### Stated exercise:
Reproduce only the lines that run from the line with "If you could put a dot on the khaki" to the last line of the material, both ends included, exactly as they appear.

### Dataset records:
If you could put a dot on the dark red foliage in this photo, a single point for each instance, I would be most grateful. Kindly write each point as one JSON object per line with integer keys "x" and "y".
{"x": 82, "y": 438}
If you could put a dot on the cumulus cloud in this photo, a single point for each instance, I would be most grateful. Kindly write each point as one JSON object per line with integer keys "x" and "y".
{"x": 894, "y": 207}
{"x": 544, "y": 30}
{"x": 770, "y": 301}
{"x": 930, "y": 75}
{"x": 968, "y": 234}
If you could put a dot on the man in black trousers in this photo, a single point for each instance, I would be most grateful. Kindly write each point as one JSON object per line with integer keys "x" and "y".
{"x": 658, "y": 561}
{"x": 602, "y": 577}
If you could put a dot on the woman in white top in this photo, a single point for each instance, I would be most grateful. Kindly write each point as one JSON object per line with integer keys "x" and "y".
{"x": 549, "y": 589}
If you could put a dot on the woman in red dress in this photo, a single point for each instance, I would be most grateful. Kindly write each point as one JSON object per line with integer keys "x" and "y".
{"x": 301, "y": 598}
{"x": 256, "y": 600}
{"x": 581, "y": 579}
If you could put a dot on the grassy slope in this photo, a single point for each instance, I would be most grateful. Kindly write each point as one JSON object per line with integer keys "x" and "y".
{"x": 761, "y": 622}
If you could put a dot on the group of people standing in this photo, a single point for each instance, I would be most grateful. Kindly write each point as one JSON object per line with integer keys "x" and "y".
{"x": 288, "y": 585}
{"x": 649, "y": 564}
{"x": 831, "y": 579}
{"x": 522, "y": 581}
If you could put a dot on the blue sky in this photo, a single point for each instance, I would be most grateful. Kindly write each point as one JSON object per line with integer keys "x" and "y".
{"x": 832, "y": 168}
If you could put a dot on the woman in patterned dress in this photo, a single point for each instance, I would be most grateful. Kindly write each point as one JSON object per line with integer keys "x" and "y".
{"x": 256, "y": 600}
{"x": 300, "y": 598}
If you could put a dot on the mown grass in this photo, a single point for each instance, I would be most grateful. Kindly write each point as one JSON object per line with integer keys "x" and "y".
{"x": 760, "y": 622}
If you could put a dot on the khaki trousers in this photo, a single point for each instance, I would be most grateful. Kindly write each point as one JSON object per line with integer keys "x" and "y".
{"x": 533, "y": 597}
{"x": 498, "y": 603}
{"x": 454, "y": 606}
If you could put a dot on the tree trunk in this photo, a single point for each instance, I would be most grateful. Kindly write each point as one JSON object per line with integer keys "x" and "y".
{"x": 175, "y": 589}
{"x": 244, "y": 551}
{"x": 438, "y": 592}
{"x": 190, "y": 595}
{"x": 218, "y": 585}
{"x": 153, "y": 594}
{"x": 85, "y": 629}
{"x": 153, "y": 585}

### Reply to the exercise:
If you could put a dot on the khaki trousers in this photo, a single point for each instance, I would be most grateful. Kindly write each point as one JSON object per line with integer keys "x" and "y".
{"x": 533, "y": 597}
{"x": 498, "y": 603}
{"x": 454, "y": 606}
If you could put a dot on the tree trunk in this photo, a single point for each instance, I would be most grateful. Kindly write each point as one JSON object per line with integer keys "x" and "y".
{"x": 175, "y": 589}
{"x": 244, "y": 551}
{"x": 438, "y": 592}
{"x": 190, "y": 595}
{"x": 218, "y": 585}
{"x": 153, "y": 594}
{"x": 85, "y": 629}
{"x": 153, "y": 585}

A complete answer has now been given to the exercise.